■ **GIVEN RECORDS**:
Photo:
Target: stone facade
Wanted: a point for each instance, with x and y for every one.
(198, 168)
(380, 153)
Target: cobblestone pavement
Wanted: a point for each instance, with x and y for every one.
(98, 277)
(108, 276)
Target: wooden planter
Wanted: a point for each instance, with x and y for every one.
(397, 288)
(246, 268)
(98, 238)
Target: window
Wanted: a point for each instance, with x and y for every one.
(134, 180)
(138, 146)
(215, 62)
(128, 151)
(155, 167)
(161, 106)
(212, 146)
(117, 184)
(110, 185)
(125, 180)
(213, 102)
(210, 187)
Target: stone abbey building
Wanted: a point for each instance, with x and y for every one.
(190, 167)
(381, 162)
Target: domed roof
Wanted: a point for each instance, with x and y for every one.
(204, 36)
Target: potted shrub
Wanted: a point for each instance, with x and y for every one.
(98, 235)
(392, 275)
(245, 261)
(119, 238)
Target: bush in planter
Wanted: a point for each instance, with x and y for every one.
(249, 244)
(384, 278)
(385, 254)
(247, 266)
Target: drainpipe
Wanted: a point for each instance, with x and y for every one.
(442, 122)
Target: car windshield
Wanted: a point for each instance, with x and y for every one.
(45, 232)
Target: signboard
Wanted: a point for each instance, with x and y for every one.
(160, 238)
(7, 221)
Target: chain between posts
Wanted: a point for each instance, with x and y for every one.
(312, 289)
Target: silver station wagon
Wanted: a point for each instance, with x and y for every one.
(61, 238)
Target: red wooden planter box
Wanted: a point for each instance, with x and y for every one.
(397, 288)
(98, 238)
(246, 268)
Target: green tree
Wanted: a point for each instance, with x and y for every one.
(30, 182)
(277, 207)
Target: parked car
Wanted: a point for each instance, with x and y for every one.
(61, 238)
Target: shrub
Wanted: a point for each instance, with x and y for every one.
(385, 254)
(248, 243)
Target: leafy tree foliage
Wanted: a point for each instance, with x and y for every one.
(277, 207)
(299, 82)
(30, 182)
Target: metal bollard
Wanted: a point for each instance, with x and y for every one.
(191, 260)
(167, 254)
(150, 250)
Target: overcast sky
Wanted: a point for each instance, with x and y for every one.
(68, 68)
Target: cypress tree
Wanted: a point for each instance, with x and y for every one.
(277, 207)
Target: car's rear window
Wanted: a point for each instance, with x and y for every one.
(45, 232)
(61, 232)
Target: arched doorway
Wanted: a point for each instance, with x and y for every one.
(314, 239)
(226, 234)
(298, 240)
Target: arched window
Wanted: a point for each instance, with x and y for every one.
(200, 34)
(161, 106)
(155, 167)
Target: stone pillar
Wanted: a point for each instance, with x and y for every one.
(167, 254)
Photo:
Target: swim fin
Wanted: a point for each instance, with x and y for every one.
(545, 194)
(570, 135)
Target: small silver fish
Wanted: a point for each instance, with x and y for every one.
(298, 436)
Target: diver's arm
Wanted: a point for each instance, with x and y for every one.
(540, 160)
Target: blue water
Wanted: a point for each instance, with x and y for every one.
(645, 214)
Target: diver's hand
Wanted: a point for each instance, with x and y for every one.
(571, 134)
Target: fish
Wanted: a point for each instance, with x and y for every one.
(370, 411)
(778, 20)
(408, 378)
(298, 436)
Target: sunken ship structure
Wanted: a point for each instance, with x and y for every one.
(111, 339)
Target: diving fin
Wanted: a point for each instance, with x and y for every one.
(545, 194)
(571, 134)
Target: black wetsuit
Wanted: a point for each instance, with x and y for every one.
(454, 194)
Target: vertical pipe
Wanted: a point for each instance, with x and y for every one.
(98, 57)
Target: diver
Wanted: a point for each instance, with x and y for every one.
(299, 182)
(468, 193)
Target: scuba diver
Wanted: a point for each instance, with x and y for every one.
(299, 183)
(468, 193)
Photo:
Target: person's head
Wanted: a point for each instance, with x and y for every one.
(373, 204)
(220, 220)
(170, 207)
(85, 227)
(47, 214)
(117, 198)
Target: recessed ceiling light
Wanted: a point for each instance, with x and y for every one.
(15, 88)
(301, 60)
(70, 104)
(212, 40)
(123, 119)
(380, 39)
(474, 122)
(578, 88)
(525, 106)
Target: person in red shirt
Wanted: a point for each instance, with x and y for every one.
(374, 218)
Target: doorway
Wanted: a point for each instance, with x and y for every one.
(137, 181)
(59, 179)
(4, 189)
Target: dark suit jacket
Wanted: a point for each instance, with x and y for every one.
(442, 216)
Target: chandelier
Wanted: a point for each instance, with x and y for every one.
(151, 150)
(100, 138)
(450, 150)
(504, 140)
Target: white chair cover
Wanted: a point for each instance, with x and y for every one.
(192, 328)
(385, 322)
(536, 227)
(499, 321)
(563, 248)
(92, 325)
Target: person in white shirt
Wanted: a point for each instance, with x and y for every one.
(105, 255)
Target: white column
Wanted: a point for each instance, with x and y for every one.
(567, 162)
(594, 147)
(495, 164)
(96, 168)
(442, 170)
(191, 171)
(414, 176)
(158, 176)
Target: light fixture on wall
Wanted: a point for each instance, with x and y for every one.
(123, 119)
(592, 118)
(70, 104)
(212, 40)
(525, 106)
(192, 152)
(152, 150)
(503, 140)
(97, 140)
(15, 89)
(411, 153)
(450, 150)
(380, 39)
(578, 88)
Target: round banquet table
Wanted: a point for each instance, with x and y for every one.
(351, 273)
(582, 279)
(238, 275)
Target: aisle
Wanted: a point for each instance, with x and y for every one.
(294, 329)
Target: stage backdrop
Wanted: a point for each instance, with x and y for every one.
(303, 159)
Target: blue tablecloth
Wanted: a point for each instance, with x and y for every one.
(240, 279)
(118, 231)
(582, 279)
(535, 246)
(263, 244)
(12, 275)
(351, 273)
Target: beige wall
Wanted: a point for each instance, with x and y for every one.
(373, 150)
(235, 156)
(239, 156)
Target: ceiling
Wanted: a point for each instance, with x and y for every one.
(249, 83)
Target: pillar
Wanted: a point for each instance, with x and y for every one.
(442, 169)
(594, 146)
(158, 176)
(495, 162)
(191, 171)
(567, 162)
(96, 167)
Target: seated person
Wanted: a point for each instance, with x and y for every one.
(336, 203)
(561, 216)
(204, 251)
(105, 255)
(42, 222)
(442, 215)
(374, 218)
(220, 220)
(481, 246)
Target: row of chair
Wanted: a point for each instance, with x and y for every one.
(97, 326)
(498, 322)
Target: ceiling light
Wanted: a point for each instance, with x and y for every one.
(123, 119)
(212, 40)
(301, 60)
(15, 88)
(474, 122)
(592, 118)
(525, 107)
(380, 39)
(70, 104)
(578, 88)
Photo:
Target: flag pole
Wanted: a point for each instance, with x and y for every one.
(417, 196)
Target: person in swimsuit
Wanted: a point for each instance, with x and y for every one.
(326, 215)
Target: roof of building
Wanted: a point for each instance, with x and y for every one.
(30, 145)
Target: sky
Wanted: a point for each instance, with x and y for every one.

■ **WORK TASK**: All of the entries should be transcribed exactly as they appear.

■ **RESPONSE TO THE EXERCISE**:
Photo:
Target: stone facade
Wanted: a point for each instance, with x and y for every one.
(198, 168)
(380, 153)
Target: cobblestone pavement
Wanted: a point for each instance, with x and y for every one.
(98, 277)
(108, 276)
Target: wooden planter
Wanted: a point for each instance, with x and y for every one.
(397, 288)
(246, 268)
(98, 238)
Target: window
Wanted: a point for each instance, with x and y for every one.
(134, 180)
(138, 146)
(215, 62)
(128, 151)
(155, 167)
(161, 106)
(212, 146)
(117, 184)
(110, 185)
(125, 180)
(213, 102)
(210, 187)
Target: stone abbey building
Wanted: a point for each instance, with x and y for every one.
(190, 167)
(381, 162)
Target: domed roof
Wanted: a point for each instance, with x and y for every one.
(204, 36)
Target: potted shrub
Wanted: a point for each instance, with x and y for every one.
(98, 235)
(392, 275)
(245, 261)
(119, 238)
Target: bush in planter
Wanted: a point for each instance, with x and y for every one.
(249, 244)
(384, 278)
(385, 254)
(247, 266)
Target: drainpipe
Wanted: a point for each instance, with x and y for every one.
(442, 122)
Target: car windshield
Wanted: a point for each instance, with x and y for every one.
(45, 232)
Target: signboard
Wanted: a point for each instance, with x and y for every one.
(160, 238)
(7, 221)
Target: chain between posts
Wanted: a point for each instance, with x and y for every one.
(312, 289)
Target: silver station wagon
Wanted: a point for each instance, with x and y for every one.
(61, 238)
Target: red wooden planter box
Wanted: a point for each instance, with x and y for every one.
(397, 288)
(98, 238)
(246, 268)
Target: green tree
Wanted: a point for each instance, with x and y for every one.
(30, 182)
(277, 207)
Target: parked car
Wanted: a point for each instance, with x and y for every one.
(61, 238)
Target: shrub
Wanted: a point for each instance, with x and y for every one.
(385, 254)
(248, 243)
Target: leafy tree foliage
Wanted: a point for each instance, with x and y for every one.
(277, 207)
(299, 82)
(30, 182)
Target: metal bollard
Wanted: a point for each instance, with x and y for every one.
(191, 260)
(167, 254)
(150, 250)
Target: overcast sky
Wanted: a point for each instance, with x and y for every one.
(68, 68)
Target: cypress tree
Wanted: a point for each instance, with x and y for every one.
(277, 207)
Target: car's rear window
Wanted: a point for each instance, with x and y for every one.
(45, 232)
(61, 232)
Target: arched doorway
Wanted: a point for each instance, with x and y for every one.
(314, 239)
(226, 234)
(298, 240)
Target: arched window
Wanted: a point for each instance, with x and y for every one.
(200, 34)
(161, 106)
(155, 167)
Target: stone pillar
Wanted: a point for each instance, with x and y for every one.
(167, 254)
Photo:
Target: swim fin
Wanted: a point for each instance, with x and y for every one.
(545, 194)
(570, 135)
Target: small silver fish
Wanted: a point for each instance, with x and y for every one.
(298, 436)
Target: diver's arm
Wanted: a point for each instance, with x and y for every one.
(540, 160)
Target: blue water
Wanted: a point for each instance, with x and y for every one.
(645, 214)
Target: diver's hand
Wanted: a point for each instance, with x and y for every one.
(571, 134)
Target: fish
Wanted: a point for each instance, with x and y for every one.
(370, 411)
(778, 20)
(408, 378)
(298, 436)
Target: sunken ship structure
Wanted: a point for each instance, with x and y for every one.
(111, 339)
Target: diving fin
Wanted: a point for each instance, with x and y for every one.
(545, 194)
(571, 134)
Target: black wetsuit
Wanted: a point for each instance, with x and y for every one.
(454, 194)
Target: vertical pipe
Wanted: a point for each instance, with x and y for every one.
(98, 57)
Target: diver
Wanted: a point for each instance, with x and y for every one.
(299, 182)
(468, 193)
Target: scuba diver
Wanted: a point for each instance, with x and y for every one.
(299, 183)
(468, 193)
Photo:
Target: person's head
Wanted: a point for each instance, with x and y for every one.
(373, 204)
(220, 220)
(170, 207)
(85, 227)
(47, 214)
(117, 198)
Target: recessed ceiling light
Wanted: a point for each instance, with x and y for every one.
(15, 88)
(301, 60)
(70, 104)
(212, 40)
(123, 119)
(380, 39)
(474, 122)
(578, 88)
(525, 106)
Target: person in red shirt
Wanted: a point for each instance, with x and y for every one.
(374, 218)
Target: doorway
Wanted: a point for each instance, with x and y for every one.
(137, 181)
(59, 179)
(4, 189)
Target: dark suit jacket
Wanted: a point for each instance, with x and y for every one.
(442, 216)
Target: chandelier
Wanted: a point for each instance, with x and y for every one.
(151, 150)
(100, 138)
(450, 150)
(504, 140)
Target: white chair cover
Wanted: a point for each instance, with x and y for every one.
(192, 328)
(385, 322)
(536, 227)
(499, 321)
(563, 248)
(92, 325)
Target: person in white shirt
Wanted: a point for each instance, with x and y for every one.
(105, 255)
Target: white column
Wanted: a point for each instance, with x and y for every one.
(567, 162)
(594, 147)
(495, 164)
(96, 168)
(442, 170)
(191, 171)
(414, 176)
(158, 176)
Target: light fixture on wall
Wanted: a point for each instance, with x and y for every one.
(123, 119)
(592, 118)
(70, 104)
(212, 40)
(525, 106)
(192, 152)
(152, 150)
(503, 140)
(97, 140)
(15, 89)
(411, 153)
(450, 150)
(380, 39)
(578, 88)
Target: round banquet table
Wanted: a point for each instance, with x and y for every one.
(351, 273)
(582, 279)
(238, 275)
Target: aisle
Wanted: a point for each instance, with x and y for every one.
(294, 329)
Target: stage backdrop
Wanted: a point for each instance, with x and y for every one.
(303, 159)
Target: blue tablecloth
Wanted: a point for each instance, with x and y for every one.
(240, 279)
(118, 231)
(582, 279)
(535, 246)
(263, 244)
(12, 275)
(351, 273)
Target: beige wall
Wanted: a point for each instance, with x and y for every one.
(373, 150)
(235, 156)
(239, 156)
Target: ceiling
Wanted: a point for each instance, with x and y for every one.
(249, 83)
Target: pillar
Wanted: a point for each instance, with x and y for every one.
(442, 169)
(594, 146)
(158, 176)
(495, 162)
(191, 171)
(567, 162)
(96, 167)
Target: seated person
Wanted: a point for each instance, with x and y for every one.
(336, 203)
(561, 216)
(204, 251)
(105, 255)
(42, 222)
(442, 215)
(374, 218)
(220, 220)
(481, 246)
Target: row of chair
Wanted: a point for each instance, with x and y for every one.
(97, 326)
(498, 322)
Target: ceiling light
Wanted: a point for each instance, with x and y for every one.
(123, 119)
(212, 40)
(301, 60)
(15, 88)
(474, 122)
(592, 118)
(525, 107)
(380, 39)
(70, 104)
(578, 88)
Photo:
Target: flag pole
Wanted: a point for each instance, with x and y for every one.
(417, 196)
Target: person in swimsuit
Wanted: a point for each instance, with x and y for every one.
(326, 215)
Target: roof of building
Wanted: a point for each instance, with x and y for every one.
(30, 145)
Target: sky
Wanted: a point for each instance, with x and y for every one.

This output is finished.